# WRITTEN PROBLEM
Pull out every line of the rows that contains the word "background" and list those lines in the order they appear.

# GIVEN DATA
━━━━━━━━

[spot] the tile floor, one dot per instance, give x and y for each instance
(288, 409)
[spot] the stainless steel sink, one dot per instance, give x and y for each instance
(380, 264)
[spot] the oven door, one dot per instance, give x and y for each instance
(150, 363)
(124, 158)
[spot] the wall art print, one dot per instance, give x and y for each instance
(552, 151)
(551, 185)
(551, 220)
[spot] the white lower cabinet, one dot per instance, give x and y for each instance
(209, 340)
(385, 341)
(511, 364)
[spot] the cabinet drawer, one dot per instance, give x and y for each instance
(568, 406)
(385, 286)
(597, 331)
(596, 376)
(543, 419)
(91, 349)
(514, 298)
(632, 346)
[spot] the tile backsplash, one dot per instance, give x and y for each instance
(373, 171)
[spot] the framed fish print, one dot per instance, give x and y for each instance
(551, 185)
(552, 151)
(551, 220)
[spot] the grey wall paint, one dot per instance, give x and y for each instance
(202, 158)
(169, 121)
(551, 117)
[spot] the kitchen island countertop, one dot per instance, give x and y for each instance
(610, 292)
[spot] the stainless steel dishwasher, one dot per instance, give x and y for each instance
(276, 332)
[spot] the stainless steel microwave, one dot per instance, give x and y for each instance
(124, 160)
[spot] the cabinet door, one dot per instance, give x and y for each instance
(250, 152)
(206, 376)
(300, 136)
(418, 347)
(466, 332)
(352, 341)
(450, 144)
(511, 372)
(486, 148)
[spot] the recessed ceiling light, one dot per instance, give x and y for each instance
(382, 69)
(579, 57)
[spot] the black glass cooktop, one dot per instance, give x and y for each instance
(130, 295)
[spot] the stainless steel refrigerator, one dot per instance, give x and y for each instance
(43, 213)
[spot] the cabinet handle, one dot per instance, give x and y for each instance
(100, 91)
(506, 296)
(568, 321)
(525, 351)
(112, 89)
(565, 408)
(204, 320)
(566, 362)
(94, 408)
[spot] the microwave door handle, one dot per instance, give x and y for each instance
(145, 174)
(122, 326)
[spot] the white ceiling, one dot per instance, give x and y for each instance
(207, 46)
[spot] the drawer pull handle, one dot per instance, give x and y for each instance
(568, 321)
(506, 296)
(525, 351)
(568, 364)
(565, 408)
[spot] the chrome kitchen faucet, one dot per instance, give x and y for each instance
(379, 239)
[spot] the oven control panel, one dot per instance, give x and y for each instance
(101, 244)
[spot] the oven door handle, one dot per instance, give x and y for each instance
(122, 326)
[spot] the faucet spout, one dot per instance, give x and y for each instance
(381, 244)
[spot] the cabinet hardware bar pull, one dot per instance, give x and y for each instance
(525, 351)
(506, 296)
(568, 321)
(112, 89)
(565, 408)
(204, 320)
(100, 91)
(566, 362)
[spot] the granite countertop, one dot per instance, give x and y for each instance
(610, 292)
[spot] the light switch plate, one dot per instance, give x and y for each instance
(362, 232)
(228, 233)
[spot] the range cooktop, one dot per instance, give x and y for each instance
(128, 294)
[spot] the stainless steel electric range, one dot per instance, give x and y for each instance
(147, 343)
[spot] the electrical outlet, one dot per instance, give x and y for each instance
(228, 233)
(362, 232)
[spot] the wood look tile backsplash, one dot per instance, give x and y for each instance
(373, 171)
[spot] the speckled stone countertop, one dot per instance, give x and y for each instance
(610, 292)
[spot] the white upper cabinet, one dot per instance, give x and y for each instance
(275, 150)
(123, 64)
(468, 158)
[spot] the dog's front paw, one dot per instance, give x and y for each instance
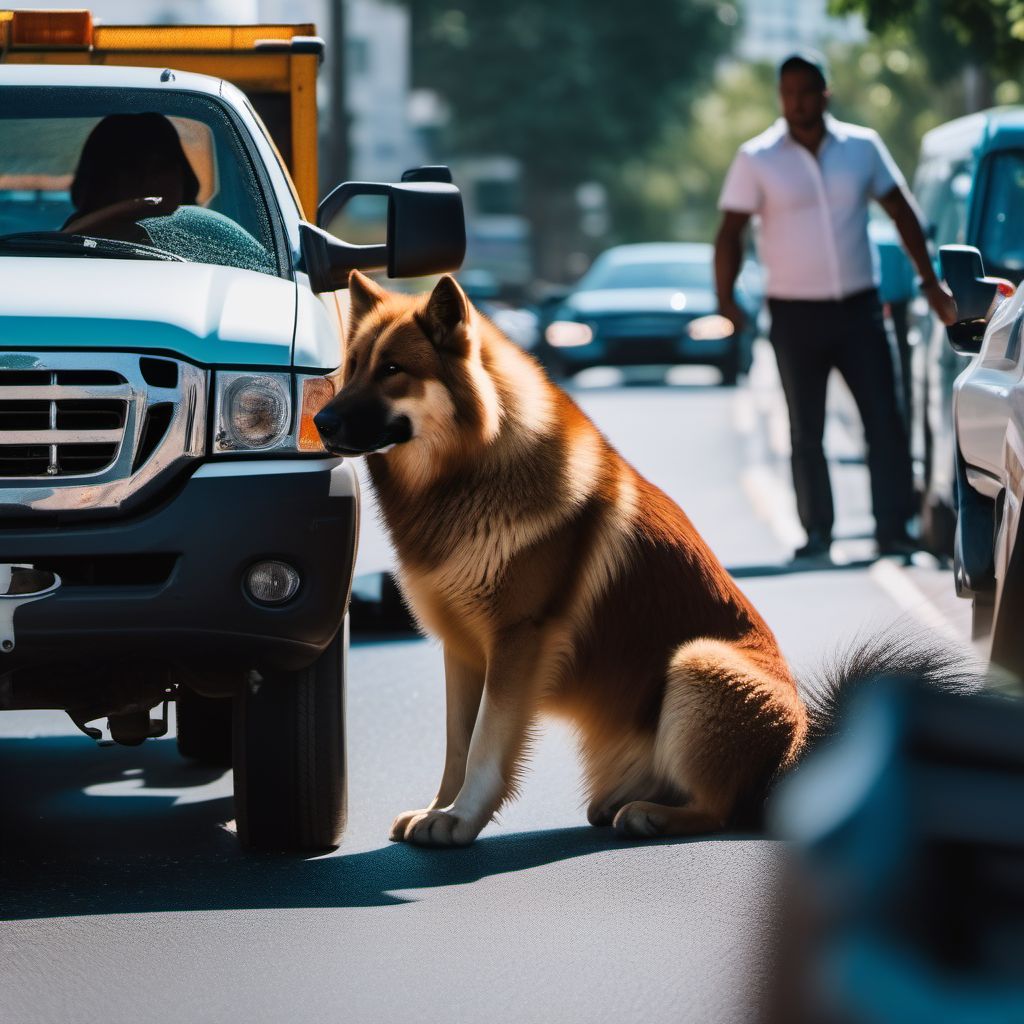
(400, 823)
(640, 819)
(436, 828)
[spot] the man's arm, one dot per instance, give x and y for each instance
(728, 257)
(896, 204)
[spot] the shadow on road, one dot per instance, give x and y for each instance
(76, 842)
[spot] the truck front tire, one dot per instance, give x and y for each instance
(289, 756)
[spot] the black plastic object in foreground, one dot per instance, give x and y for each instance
(908, 901)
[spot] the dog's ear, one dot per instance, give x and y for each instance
(364, 294)
(446, 317)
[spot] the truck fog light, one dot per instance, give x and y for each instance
(271, 582)
(257, 412)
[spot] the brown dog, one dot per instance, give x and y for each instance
(559, 581)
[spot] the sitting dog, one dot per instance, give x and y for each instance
(558, 580)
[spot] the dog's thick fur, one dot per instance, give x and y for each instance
(558, 580)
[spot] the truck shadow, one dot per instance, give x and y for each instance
(75, 842)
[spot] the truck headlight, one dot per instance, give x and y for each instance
(568, 334)
(254, 412)
(713, 328)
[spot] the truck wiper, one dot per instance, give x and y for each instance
(59, 244)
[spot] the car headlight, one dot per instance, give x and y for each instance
(713, 328)
(568, 334)
(254, 412)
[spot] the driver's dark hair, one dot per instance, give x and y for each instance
(114, 145)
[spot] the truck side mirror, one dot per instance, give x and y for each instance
(974, 294)
(426, 233)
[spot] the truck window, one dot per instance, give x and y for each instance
(1001, 243)
(81, 161)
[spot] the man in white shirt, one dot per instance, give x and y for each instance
(809, 179)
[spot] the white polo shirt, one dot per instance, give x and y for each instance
(813, 211)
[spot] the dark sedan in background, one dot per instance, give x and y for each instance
(648, 304)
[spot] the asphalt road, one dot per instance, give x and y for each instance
(125, 898)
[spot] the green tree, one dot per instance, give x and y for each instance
(574, 89)
(983, 36)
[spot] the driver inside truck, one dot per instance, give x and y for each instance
(131, 167)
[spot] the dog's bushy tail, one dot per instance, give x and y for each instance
(899, 651)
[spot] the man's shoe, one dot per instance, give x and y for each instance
(899, 544)
(818, 547)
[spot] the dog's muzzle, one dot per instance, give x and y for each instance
(354, 434)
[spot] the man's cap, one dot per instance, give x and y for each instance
(809, 59)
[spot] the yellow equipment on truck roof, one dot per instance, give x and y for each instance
(274, 65)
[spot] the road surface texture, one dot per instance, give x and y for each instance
(125, 898)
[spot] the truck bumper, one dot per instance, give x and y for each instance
(166, 588)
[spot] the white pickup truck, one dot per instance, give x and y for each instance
(170, 525)
(988, 423)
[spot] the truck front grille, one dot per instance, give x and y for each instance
(93, 433)
(60, 422)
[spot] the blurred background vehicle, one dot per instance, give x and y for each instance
(648, 304)
(970, 184)
(988, 445)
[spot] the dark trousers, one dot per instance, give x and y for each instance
(810, 339)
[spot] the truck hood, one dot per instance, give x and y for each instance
(210, 314)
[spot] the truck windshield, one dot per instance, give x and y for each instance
(161, 170)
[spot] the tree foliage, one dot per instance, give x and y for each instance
(568, 87)
(573, 89)
(952, 34)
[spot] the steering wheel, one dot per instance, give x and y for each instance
(127, 209)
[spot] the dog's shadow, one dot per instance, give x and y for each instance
(75, 841)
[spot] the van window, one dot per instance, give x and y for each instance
(1001, 241)
(942, 188)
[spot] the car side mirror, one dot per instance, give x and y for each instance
(974, 294)
(426, 231)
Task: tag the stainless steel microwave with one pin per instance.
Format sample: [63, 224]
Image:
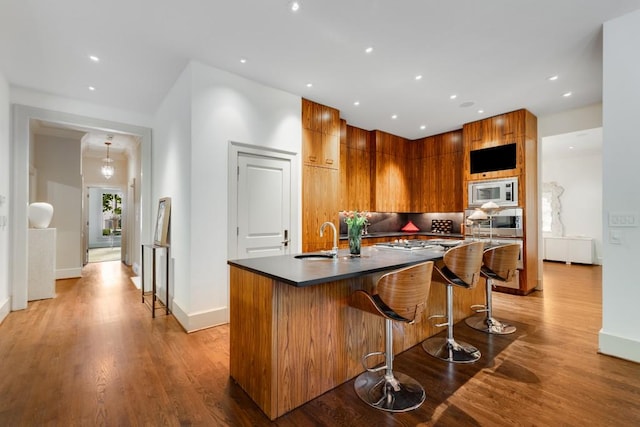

━━━━━━━━

# SOLUTION TO THIS TASK
[spot] the dark sedan in background, one dot per instance, give x and y for each instance
[spot] the blurred background vehicle, one dot per instance, give x and y for each instance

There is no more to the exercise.